* [Short exercise]:
Arrange the stretch of the listing from the line containing "of the misty" through the end of the listing as a numbered list, leaving out blank lines and pictures.

* [Data extract]:
=-=-=-=-=

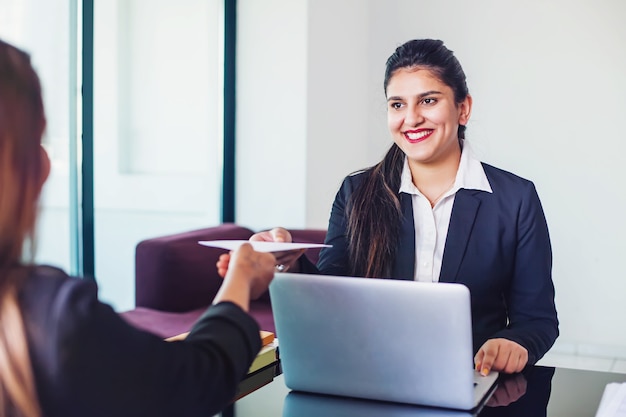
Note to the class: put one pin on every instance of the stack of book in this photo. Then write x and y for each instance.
(262, 370)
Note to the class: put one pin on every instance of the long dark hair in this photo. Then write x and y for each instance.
(22, 122)
(374, 212)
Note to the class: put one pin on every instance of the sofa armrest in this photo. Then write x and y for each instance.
(309, 236)
(175, 273)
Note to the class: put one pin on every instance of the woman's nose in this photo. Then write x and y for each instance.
(413, 116)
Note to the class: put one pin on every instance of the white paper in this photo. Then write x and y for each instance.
(261, 246)
(613, 403)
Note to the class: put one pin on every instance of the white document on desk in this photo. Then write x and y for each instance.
(613, 403)
(261, 246)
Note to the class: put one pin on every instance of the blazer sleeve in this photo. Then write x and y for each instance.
(104, 364)
(334, 260)
(529, 299)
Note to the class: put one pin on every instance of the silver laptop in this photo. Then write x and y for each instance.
(389, 340)
(299, 404)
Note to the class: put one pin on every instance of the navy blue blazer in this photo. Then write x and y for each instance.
(497, 245)
(87, 361)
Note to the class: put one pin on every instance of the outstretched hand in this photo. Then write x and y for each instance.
(508, 391)
(502, 355)
(287, 259)
(247, 277)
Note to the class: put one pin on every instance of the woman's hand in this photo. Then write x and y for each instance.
(502, 355)
(285, 260)
(508, 391)
(248, 275)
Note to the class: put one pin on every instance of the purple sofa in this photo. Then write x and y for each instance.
(176, 278)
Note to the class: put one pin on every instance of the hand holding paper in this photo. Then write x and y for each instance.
(261, 246)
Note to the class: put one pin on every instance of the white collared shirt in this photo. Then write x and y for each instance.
(431, 223)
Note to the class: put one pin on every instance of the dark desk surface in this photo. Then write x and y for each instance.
(539, 391)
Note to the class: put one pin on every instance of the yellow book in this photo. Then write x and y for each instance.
(266, 356)
(266, 337)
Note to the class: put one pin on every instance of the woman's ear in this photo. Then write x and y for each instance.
(465, 110)
(45, 165)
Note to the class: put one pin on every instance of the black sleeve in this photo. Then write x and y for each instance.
(106, 367)
(335, 260)
(532, 312)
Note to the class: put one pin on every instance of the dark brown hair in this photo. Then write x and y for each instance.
(22, 122)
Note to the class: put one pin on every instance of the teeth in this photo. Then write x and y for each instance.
(418, 135)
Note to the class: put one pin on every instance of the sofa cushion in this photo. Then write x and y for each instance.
(174, 273)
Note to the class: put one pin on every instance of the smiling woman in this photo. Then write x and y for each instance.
(430, 211)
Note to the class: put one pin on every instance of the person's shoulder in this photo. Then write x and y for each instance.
(357, 177)
(499, 178)
(48, 291)
(50, 279)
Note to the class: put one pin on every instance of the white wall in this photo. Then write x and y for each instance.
(548, 86)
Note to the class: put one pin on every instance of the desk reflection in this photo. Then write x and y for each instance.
(524, 394)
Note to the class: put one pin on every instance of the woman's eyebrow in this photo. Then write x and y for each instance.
(422, 95)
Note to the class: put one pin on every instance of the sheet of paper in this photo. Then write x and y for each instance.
(261, 246)
(613, 403)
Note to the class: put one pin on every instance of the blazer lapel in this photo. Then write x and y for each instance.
(461, 224)
(404, 267)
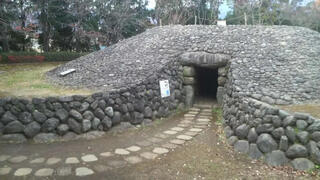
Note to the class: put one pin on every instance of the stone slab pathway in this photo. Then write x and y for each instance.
(127, 153)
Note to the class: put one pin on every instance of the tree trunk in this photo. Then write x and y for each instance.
(5, 41)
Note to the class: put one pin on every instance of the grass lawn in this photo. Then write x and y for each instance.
(28, 80)
(312, 109)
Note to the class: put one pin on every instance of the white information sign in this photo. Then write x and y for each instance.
(164, 88)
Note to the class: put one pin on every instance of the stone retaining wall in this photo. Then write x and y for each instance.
(58, 116)
(265, 131)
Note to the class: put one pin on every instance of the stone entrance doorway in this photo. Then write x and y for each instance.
(206, 83)
(204, 75)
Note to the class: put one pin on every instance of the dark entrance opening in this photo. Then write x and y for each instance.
(206, 83)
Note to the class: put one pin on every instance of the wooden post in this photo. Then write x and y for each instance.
(245, 19)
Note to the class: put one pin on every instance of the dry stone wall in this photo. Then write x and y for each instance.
(44, 119)
(259, 66)
(265, 131)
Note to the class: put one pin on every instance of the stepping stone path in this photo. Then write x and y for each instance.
(149, 148)
(83, 171)
(89, 158)
(52, 161)
(18, 159)
(64, 171)
(133, 159)
(106, 154)
(134, 148)
(177, 129)
(72, 160)
(4, 171)
(23, 172)
(159, 150)
(184, 137)
(4, 158)
(37, 161)
(170, 132)
(149, 155)
(44, 172)
(177, 141)
(121, 152)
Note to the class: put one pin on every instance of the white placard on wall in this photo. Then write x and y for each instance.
(164, 88)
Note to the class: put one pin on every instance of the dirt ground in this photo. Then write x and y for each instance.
(312, 109)
(206, 157)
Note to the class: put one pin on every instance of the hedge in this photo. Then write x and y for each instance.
(21, 57)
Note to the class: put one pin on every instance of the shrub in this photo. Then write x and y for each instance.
(21, 57)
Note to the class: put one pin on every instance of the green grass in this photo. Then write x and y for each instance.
(28, 80)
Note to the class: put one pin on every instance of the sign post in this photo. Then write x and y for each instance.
(164, 88)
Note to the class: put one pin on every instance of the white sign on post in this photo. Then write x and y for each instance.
(164, 88)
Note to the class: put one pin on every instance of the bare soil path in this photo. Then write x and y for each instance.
(185, 146)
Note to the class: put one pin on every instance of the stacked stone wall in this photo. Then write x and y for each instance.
(57, 116)
(265, 131)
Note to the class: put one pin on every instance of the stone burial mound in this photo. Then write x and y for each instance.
(247, 69)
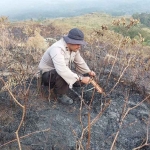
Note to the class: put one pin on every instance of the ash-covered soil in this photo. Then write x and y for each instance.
(50, 125)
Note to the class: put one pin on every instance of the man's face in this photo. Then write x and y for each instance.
(74, 47)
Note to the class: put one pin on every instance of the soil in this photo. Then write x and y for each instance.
(50, 125)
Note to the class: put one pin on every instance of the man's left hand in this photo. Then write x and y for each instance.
(92, 73)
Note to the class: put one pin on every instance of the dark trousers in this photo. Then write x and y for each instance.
(53, 80)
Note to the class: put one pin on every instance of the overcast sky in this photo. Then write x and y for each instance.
(34, 8)
(14, 5)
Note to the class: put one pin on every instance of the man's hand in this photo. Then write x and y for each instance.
(92, 73)
(85, 80)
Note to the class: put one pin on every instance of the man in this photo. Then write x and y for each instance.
(56, 61)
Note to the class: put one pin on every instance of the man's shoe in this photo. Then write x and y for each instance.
(63, 98)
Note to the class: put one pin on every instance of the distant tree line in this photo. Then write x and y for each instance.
(144, 18)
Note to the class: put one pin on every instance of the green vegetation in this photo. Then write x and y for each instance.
(144, 18)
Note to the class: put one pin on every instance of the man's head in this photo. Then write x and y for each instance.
(74, 39)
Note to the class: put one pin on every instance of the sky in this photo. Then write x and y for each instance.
(15, 7)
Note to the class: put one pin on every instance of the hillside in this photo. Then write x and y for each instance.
(31, 117)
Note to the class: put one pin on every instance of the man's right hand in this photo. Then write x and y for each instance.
(85, 80)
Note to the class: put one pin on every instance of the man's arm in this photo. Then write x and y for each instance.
(81, 65)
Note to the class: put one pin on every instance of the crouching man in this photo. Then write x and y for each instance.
(56, 61)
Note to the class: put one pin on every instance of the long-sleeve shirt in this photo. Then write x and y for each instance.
(59, 57)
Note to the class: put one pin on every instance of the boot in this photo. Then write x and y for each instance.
(64, 99)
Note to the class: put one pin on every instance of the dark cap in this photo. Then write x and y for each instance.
(75, 36)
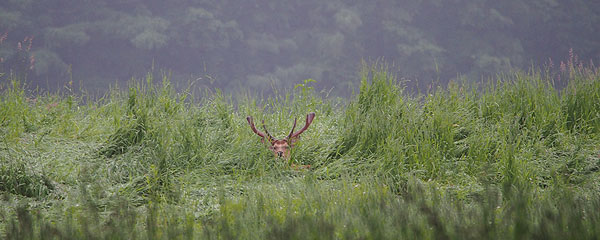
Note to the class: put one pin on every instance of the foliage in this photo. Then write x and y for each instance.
(514, 158)
(259, 44)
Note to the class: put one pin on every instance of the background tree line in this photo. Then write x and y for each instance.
(258, 44)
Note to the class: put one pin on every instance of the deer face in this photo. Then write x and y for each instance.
(281, 147)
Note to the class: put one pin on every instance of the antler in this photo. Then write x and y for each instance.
(309, 119)
(267, 132)
(259, 133)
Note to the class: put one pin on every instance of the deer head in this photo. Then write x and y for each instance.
(281, 147)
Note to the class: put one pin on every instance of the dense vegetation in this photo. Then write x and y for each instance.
(515, 158)
(257, 44)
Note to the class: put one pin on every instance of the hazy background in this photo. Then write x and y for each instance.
(259, 45)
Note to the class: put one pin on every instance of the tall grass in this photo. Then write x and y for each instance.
(515, 158)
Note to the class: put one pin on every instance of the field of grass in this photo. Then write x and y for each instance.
(515, 158)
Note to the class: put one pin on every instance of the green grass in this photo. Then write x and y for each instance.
(511, 159)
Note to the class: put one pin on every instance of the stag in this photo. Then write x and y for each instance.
(281, 147)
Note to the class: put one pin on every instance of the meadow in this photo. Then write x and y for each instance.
(515, 157)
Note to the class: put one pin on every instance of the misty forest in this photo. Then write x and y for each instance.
(432, 119)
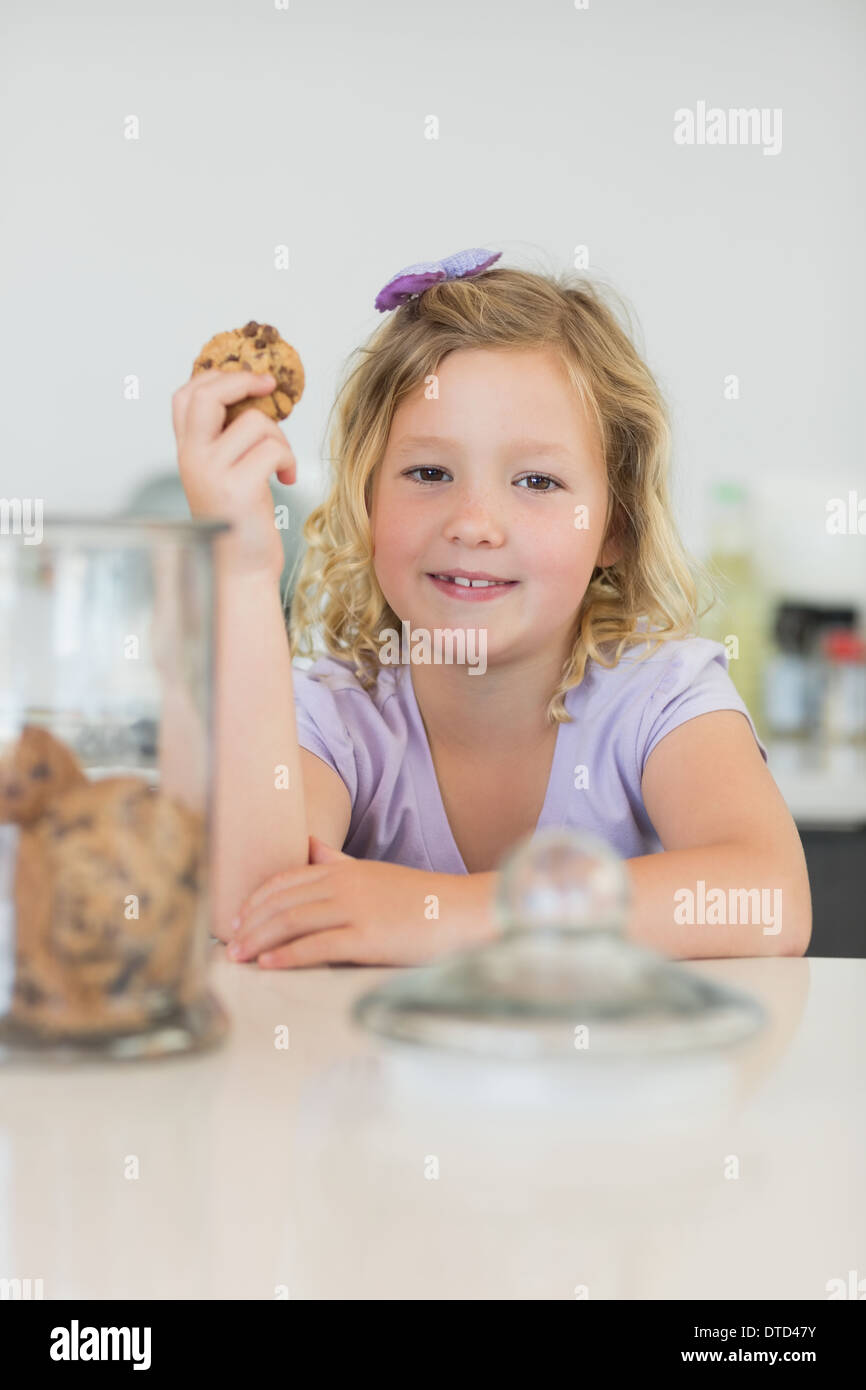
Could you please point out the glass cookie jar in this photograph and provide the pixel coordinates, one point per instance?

=-=-=-=-=

* [The completed task]:
1. Note to the class: put one pin on every instance of the misty forest in this photo. Then write x and y for each instance.
2. (432, 119)
3. Could you please point out the glass cookie jar in this photograph and provide the pixel coordinates, one point per instance?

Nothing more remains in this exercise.